>> START EXTRACT TO READ
Now that being said, as mentioned, we want to modify the creative, we want to change the targeting. The other thing that we started to touch on, and we've been working on for quite a while is this area of affordability, where we want to take a handful of very, very targeted SKUs, create great opening price points, not only on some roles, but also on some bags.
In addition, you're seeing some multipacks that create real great value perception. In addition, we want to make sure we're available at certain retailers that are really value focused, right? So you start thinking about like where we are, whether it's Walmart, whether it's like a Costco, like we're at and other opportunities. All of those really create a bigger opportunity for us to be seen as more affordable and accessible.
So that's the way we're thinking about executing the strategy. There won't be any coupon. There won't be any discounting, but we want to make sure that we have some really good opening price point products and SKUs to make sure we bring people into Fresh. Once they're into the portfolio, many of those have actually become MVPs over time.
>> END EXTRACT TO READ
• **WHAT TO PRODUCE**
Summarize the passage on affordability strategy in two sentences. The rows play no part in this work.
>> START MATERIAL SUPPLIED
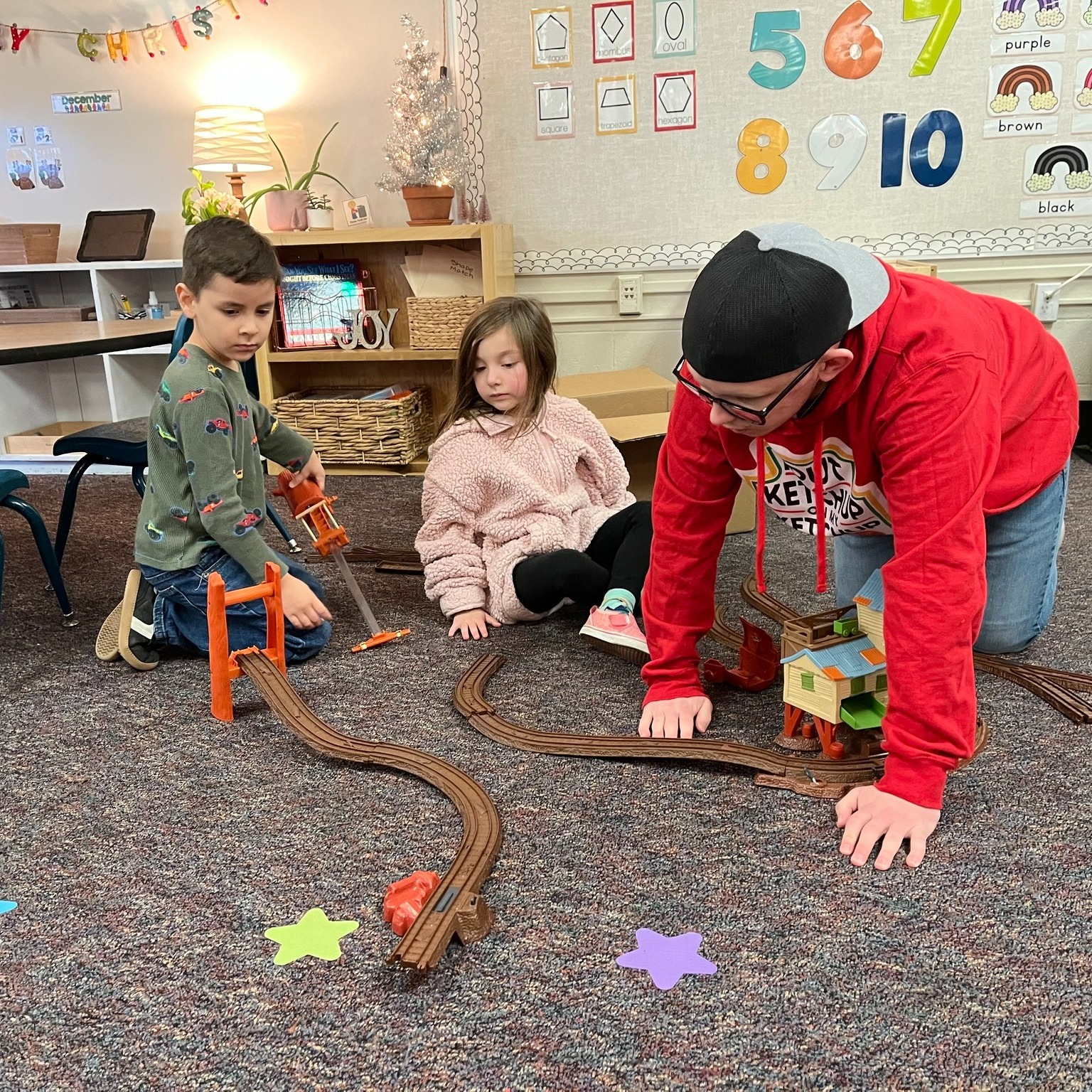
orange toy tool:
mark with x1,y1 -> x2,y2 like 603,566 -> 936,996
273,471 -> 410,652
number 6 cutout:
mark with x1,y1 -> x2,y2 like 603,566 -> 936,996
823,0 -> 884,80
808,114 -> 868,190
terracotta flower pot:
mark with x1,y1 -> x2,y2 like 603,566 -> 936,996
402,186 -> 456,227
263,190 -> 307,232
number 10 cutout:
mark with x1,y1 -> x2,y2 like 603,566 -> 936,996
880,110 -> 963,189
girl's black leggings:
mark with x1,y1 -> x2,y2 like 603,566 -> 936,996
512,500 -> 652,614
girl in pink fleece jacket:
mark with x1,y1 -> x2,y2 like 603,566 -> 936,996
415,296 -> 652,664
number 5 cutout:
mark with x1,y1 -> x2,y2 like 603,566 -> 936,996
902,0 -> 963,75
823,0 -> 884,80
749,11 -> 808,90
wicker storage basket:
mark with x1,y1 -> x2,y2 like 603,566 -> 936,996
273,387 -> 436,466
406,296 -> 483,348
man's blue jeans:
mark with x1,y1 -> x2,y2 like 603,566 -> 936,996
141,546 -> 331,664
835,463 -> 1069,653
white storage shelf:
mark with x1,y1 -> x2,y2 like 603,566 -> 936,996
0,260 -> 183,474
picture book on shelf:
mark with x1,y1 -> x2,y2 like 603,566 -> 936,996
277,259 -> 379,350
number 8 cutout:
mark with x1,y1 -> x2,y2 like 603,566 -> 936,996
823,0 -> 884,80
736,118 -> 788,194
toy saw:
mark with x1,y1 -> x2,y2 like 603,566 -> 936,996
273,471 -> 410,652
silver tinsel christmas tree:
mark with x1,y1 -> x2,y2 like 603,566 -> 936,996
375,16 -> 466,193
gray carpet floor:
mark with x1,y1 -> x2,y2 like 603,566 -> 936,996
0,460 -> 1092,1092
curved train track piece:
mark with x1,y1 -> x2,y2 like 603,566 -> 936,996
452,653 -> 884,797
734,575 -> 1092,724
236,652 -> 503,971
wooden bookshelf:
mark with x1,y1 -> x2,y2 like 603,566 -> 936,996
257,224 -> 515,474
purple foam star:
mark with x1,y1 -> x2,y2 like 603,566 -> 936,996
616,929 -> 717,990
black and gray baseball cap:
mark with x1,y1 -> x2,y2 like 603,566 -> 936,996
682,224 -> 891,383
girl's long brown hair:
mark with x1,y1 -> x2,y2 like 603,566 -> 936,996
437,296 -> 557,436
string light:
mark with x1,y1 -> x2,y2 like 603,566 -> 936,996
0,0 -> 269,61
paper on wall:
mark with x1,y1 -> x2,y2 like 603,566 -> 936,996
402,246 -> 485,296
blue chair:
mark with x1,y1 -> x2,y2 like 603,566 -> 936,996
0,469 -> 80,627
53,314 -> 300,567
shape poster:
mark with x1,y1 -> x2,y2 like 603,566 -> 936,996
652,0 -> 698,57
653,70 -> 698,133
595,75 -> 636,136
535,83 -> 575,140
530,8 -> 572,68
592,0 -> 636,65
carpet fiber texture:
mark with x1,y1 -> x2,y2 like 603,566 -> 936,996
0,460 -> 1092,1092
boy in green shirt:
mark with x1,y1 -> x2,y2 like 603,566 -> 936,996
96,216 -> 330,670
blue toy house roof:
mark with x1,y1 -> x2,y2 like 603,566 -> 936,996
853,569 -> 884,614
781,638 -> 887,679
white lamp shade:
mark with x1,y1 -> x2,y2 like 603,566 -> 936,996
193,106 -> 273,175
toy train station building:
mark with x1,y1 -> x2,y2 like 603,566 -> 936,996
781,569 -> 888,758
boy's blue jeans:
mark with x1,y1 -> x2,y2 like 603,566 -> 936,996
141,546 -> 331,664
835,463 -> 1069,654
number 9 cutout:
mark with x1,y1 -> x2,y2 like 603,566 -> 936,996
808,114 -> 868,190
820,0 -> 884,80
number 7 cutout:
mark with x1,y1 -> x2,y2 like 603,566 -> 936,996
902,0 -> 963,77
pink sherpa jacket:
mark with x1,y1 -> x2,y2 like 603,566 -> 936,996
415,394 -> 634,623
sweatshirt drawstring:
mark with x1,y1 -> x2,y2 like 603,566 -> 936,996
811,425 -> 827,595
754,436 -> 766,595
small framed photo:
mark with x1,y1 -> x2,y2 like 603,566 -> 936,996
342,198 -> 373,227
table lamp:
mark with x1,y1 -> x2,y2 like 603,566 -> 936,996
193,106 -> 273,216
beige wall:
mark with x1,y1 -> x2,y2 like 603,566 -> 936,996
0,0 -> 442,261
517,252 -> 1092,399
>> END MATERIAL SUPPLIED
>> START MATERIAL SUPPLIED
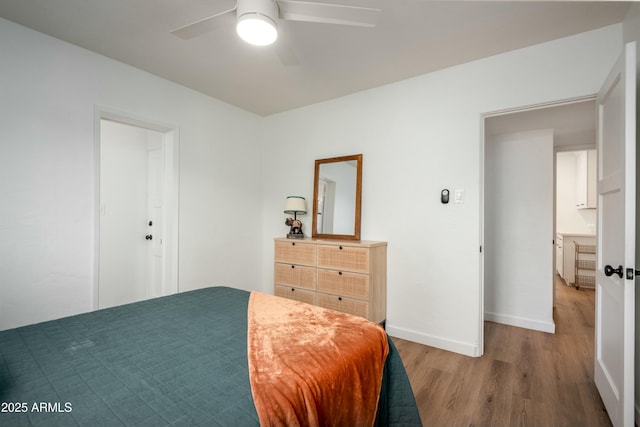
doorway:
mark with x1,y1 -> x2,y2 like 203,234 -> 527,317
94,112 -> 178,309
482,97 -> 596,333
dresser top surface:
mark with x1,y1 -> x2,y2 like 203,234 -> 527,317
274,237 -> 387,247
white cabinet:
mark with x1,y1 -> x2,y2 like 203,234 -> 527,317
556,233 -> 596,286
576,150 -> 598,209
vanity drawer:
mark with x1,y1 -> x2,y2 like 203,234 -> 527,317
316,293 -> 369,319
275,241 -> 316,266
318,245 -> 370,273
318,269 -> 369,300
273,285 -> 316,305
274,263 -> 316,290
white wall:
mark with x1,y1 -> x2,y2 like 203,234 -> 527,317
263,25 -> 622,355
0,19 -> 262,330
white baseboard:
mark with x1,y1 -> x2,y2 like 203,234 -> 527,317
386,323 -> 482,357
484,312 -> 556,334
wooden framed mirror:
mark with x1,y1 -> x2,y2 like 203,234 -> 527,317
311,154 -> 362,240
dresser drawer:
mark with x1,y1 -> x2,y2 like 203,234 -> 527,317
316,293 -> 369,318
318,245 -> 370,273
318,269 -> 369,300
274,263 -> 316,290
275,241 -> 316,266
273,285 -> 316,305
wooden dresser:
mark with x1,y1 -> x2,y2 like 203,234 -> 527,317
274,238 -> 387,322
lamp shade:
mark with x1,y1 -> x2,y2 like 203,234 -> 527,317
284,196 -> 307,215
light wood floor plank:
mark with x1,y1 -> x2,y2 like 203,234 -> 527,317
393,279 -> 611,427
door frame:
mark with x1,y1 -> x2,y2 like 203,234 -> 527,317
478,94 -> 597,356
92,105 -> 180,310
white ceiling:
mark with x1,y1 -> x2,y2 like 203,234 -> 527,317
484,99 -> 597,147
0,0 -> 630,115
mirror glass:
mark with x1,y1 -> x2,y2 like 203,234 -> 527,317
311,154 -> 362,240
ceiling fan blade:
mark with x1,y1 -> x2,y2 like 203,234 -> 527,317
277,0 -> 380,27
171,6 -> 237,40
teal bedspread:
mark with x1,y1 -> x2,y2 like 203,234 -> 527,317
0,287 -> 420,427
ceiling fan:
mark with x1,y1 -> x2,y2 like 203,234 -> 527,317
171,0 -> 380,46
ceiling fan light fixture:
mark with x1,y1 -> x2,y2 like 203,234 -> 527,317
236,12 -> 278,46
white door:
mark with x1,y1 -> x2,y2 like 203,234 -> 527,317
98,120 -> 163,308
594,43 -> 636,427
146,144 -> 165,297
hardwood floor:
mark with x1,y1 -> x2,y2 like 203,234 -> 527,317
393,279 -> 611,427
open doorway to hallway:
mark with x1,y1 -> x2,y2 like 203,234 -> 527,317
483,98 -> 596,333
>> END MATERIAL SUPPLIED
• **ANSWER TO THE PROBLEM**
Besides changing the creative and the targeting, the plan centers on affordability: a handful of very targeted SKUs with strong opening price points, multipacks that create value perception, and availability at value-focused retailers such as Walmart and Costco. There will be no coupons or discounting; instead, good opening price point products are meant to bring people into Fresh, and many of them have become MVPs over time.